• _TASK DIRECTIONS_
Print all of the entries exactly, minus the pictures.

• _RECORDS SHOWN_
----

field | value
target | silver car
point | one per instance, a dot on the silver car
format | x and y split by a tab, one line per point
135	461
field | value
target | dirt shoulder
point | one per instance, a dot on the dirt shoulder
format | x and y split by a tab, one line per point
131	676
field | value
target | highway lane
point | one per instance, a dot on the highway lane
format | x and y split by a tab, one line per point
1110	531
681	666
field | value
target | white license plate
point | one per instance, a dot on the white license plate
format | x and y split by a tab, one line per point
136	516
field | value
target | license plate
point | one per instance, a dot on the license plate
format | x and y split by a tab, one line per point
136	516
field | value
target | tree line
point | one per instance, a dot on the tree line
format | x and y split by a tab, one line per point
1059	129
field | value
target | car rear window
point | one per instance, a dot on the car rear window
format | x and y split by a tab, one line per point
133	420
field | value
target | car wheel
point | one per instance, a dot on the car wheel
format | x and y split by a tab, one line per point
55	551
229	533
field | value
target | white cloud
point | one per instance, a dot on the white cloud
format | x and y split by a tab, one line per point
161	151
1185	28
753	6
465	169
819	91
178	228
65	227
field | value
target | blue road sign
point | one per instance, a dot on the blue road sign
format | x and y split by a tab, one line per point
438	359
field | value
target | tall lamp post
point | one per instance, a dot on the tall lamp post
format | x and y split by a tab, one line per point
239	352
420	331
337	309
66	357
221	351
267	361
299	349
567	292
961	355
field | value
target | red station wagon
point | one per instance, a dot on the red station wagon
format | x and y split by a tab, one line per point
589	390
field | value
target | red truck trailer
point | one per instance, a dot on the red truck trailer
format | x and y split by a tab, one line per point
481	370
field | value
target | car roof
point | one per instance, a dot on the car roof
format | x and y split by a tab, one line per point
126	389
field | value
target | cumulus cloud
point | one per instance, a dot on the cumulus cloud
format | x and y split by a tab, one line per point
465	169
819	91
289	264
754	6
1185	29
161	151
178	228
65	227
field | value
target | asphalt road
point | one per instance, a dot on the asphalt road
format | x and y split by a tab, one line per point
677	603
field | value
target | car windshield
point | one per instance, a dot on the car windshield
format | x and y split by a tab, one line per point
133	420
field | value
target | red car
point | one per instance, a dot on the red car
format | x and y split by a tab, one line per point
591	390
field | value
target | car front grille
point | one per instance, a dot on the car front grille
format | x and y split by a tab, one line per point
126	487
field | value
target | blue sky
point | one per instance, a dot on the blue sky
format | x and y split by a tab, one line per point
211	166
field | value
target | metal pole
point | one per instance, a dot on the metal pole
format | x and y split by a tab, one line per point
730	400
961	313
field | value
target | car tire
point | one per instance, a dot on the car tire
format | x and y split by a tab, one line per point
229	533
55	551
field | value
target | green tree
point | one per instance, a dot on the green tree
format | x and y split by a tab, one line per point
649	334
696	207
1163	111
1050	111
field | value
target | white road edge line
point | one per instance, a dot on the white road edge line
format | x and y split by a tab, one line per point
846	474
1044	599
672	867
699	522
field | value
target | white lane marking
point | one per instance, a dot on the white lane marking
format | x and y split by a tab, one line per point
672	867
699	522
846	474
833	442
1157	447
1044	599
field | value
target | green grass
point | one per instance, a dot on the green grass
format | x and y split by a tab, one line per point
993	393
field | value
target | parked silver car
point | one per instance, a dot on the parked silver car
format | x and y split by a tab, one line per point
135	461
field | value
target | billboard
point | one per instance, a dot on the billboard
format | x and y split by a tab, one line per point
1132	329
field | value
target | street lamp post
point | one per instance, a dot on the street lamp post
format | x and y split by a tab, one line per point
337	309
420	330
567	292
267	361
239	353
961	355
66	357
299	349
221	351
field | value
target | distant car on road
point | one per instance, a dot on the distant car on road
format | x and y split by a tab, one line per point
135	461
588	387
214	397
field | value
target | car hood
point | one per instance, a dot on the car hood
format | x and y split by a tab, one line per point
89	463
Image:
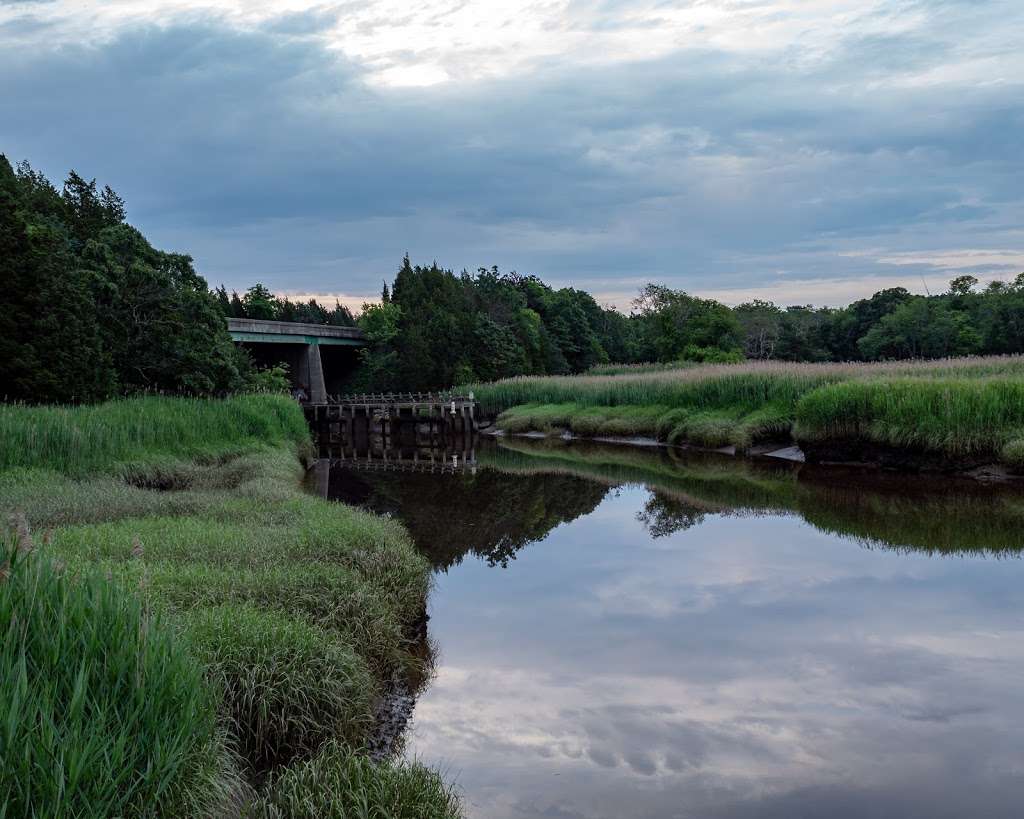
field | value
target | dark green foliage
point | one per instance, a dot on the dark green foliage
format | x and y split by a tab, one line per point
50	341
89	309
436	330
104	714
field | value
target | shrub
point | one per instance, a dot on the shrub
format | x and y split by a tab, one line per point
104	712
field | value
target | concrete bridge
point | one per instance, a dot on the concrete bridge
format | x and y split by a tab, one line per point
318	356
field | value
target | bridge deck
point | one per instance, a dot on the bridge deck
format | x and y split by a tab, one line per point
257	331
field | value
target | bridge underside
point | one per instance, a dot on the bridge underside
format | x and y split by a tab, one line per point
320	358
317	369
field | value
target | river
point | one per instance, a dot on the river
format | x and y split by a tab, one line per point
643	633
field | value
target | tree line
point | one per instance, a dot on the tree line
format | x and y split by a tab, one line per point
259	302
435	329
90	309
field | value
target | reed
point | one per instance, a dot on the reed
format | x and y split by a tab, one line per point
340	784
291	610
85	440
105	713
955	406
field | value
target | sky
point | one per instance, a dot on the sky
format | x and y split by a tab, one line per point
798	151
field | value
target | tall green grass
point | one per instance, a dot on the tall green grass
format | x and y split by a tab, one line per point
83	440
103	712
957	418
288	686
295	610
340	784
955	406
749	385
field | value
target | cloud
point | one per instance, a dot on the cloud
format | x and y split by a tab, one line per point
752	148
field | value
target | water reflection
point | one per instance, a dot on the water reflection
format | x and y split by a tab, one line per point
701	637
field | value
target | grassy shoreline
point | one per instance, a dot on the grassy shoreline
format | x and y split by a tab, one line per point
285	611
955	412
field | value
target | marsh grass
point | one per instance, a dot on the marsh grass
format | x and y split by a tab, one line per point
104	712
296	608
288	687
340	784
955	406
127	433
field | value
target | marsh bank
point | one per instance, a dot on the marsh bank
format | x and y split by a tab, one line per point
649	633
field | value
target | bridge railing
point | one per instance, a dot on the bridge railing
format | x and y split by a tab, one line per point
400	397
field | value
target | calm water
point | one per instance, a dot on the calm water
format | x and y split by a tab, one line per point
632	634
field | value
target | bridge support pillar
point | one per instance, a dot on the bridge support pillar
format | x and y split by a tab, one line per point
314	367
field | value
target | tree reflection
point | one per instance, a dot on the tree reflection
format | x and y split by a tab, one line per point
664	515
491	514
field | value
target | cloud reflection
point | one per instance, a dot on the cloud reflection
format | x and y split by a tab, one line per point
815	678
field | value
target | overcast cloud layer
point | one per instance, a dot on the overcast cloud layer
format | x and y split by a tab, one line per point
797	149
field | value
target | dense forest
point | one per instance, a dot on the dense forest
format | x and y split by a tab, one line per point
90	309
433	328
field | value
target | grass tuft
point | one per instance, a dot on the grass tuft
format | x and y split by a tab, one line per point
288	687
340	784
104	712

----

• _SOLUTION TO THE PROBLEM_
field | value
target | silver car
point | one per instance, a dot on the silver car
format | x and y split by a tab, one line per point
135	461
field | value
target | dirt shoulder
point | one per instance, a dot on the dirt shoulder
format | x and y split by a tab, one line per point
131	676
field | value
target | highway lane
point | one per instance, a dot on the highway lane
format | x and y split by a tab, one line per point
1110	531
681	666
field | value
target | white license plate
point | one per instance, a dot on the white license plate
format | x and y split by a tab, one line per point
136	516
field | value
target | license plate
point | one per instance, a dot on the license plate
format | x and y split by a tab, one line per point
136	516
field | value
target | tree line
point | one per instance, a dot on the tree line
format | x and y split by a tab, one line per point
1059	129
field | value
target | car rear window
point | one per instance, a dot on the car rear window
format | x and y split by a tab, one line per point
133	420
field | value
target | car wheel
point | one per instance, a dot on the car wheel
format | x and y split by a tab, one line per point
55	551
229	533
field | value
target | white cloud
point | one per instance, a dot on the white cloud
format | x and y split by a tab, one line per point
161	151
1185	28
753	6
465	169
819	91
178	228
65	227
field | value
target | blue road sign
point | one per instance, a dot on the blue road sign
format | x and y split by a tab, one line per point
438	359
field | value
target | tall lamp post
point | one per instance, a dot on the tall lamp post
format | x and y split by a tab, one line per point
239	352
420	331
337	309
66	357
221	351
267	361
299	349
567	292
961	355
field | value
target | red station wagon
point | one per instance, a dot on the red station wagon
format | x and y split by a tab, one line per point
589	390
field | value
target | red truck trailer
point | one per instance, a dot on the red truck trailer
format | x and y split by a tab, one line per point
481	370
field | value
target | car roof
point | one per instance, a dot on the car roof
format | x and y split by a tab, one line per point
126	389
field | value
target | cumulus cloud
point | one per instance, a dot on the cumulus cloud
format | x and y split by a tab, one line per point
465	169
819	91
289	264
754	6
1185	29
161	151
178	228
65	227
field | value
target | asphalt road
point | one per instance, a dot on the asphalt road
format | x and y split by a tab, one line per point
677	603
field | value
target | car windshield
point | one per instance, a dot on the car windshield
format | x and y split by a tab, one line per point
133	420
field | value
target | red car
point | one per instance, a dot on the red car
format | x and y split by a tab, one line per point
591	390
field | value
target | car front grille
point | one per instance, a dot on the car front grille
format | x and y split by a tab, one line per point
126	487
field | value
target | blue sky
point | one per instance, a dot on the blue sky
format | x and y split by a tab, one line per point
211	166
field | value
target | metal pole
point | one per instance, a dot on the metal pole
format | x and y split by a tab, one line per point
730	400
961	313
field | value
target | car tire
point | one per instance, a dot on the car tire
format | x and y split by a tab, one line per point
229	533
55	551
field | value
target | green tree
point | one per instance, a dot on the green tree
format | x and y split by a tab, one line per point
649	334
696	207
1163	111
1050	111
field | value
target | white road edge line
point | one per instance, a dot on the white road edge line
format | x and y split by a tab, one line per point
846	474
1044	599
672	867
699	522
field | value
target | white lane marking
point | one per instance, a dot on the white lane marking
format | x and y split by a tab, one line per point
672	867
699	522
846	474
833	442
1157	447
1044	599
field | value
target | green grass
point | one per instance, a dot on the green grass
format | x and y split by a tab, one line per point
993	393
field | value
target | parked silver car
point | one per instance, a dot on the parked silver car
format | x and y split by a tab, one line per point
135	461
field | value
target | billboard
point | one per instance, a dot on the billboard
format | x and y split by a tab, one line per point
1132	329
field | value
target | street lamp post
point | one per instance, a dot on the street lamp post
format | x and y split by a tab, one line per point
337	309
420	330
567	292
267	361
239	353
961	355
66	357
299	349
221	351
field | value
target | distant car on road
point | one per instance, a dot on the distant car on road
format | x and y split by a tab, one line per point
135	461
588	387
214	397
field | value
target | car hood
point | one per instance, a dot on the car hood
format | x and y split by a tab, one line per point
89	463
Image:
field | value
target | dark green foliage
point | one per instance, a dot on the dark green foliage
format | x and y split by a tab, one line per point
50	341
89	309
436	330
104	714
field | value
target | shrub
point | one per instance, a dot on the shrub
format | x and y split by a tab, one line per point
104	712
field | value
target | concrete bridge
point | one per instance, a dot on the concrete bridge
format | x and y split by a tab, one line per point
318	356
field | value
target | bridge deck
point | one per instance, a dot on the bridge deck
format | x and y split by a tab, one line per point
257	331
field | value
target | bridge underside
point | one per instance, a dot on the bridge underside
format | x and y split by a tab, one line per point
320	358
317	369
field | value
target | river
point | one per instance, a dot on the river
format | x and y split by a tab, one line per point
643	633
field | value
target | tree line
point | one per instance, a dot on the tree line
format | x and y split by a tab, one line per point
259	302
435	329
90	309
field | value
target | reed
point | one per instance, a dot on the reed
format | x and y split by a tab, one line per point
340	784
291	610
85	440
105	713
955	406
field | value
target | sky
point | one per instance, a dot on the sky
format | x and y split by a tab, one line per point
798	151
field | value
target | tall green grass
point | one per instance, a dot on the tall green grass
format | x and y split by a tab, one line per point
83	440
103	712
957	418
288	686
295	610
340	784
955	406
749	385
field | value
target | cloud
point | one per instance, a dot on the cloud
format | x and y split by a tab, one line per point
752	148
field | value
target | water reflection
point | one per instance, a dot on the water reflection
format | x and y split by a tab, one line per point
701	637
field | value
target | grassy shoreline
point | one per instance, a dot on the grassy shoreline
format | x and y split by a tab, one line per point
285	611
955	412
field | value
target | marsh grass
point | one per instance, a dot on the marsh grass
format | x and y split by a tab, one line per point
104	712
296	608
288	687
340	784
955	406
127	433
field | value
target | marsh bank
point | one per instance, a dot on the marsh bank
format | x and y split by a tab, one line per point
649	633
field | value
target | bridge railing
point | one per instance, a dot on the bridge railing
format | x and y split by a tab, one line per point
400	397
field | value
target | calm water
point | one per instance, a dot on the calm water
format | x and y split by a tab, one line per point
632	634
field | value
target | bridge support pillar
point | one per instance, a dot on the bridge support pillar
format | x and y split by a tab, one line per point
314	367
field | value
target | tree reflection
point | one per instance, a dot on the tree reflection
format | x and y split by a tab, one line per point
664	515
491	514
field | value
target | cloud reflection
point | one per instance, a dot on the cloud reflection
format | x and y split by a tab, one line per point
815	678
field | value
target | overcast cloud layer
point | one per instance, a dot on the overcast cloud layer
format | x and y split by a tab, one line per point
797	149
field | value
target | dense forest
point | one per instance, a dot on the dense forest
format | x and y split by a tab, one line per point
90	309
433	328
field | value
target | grass tuft
point | one per instance, a dot on the grass tuft
format | x and y split by a tab, one line per point
288	687
340	784
104	712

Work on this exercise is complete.